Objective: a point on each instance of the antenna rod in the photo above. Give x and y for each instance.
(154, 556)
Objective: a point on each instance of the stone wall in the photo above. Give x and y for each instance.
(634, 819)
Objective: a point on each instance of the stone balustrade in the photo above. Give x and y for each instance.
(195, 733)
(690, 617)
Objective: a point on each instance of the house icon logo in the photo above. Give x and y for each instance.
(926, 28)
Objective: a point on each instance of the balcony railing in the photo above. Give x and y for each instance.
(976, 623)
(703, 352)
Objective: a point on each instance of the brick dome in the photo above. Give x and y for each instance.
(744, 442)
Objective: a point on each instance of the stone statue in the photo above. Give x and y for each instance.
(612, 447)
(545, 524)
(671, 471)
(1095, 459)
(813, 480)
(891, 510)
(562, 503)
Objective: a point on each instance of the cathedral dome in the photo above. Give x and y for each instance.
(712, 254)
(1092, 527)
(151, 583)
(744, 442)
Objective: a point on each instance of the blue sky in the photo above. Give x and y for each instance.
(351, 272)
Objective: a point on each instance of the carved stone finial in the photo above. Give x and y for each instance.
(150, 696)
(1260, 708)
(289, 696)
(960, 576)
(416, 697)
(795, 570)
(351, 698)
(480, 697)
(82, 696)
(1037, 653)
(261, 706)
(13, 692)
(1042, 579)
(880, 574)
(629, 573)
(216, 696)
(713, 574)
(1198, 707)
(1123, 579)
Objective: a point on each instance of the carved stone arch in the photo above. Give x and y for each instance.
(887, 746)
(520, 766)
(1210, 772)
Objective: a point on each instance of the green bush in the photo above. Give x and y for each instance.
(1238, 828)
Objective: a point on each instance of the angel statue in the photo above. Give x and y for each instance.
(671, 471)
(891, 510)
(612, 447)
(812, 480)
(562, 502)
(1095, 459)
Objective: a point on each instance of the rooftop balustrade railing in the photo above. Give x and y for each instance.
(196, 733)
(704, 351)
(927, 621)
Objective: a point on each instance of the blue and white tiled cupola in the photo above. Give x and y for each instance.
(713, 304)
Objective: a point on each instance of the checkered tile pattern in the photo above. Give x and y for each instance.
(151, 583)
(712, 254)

○ ○ ○ ○ ○

Take the line containing "Objective: a point on each instance of the checkered" as the first line and the last line of the data above as the final one. Write out these lines and all between them exactly.

Objective: a point on each instance of the checkered tile pattern in the photo above. Give x and y for each instance.
(151, 583)
(712, 254)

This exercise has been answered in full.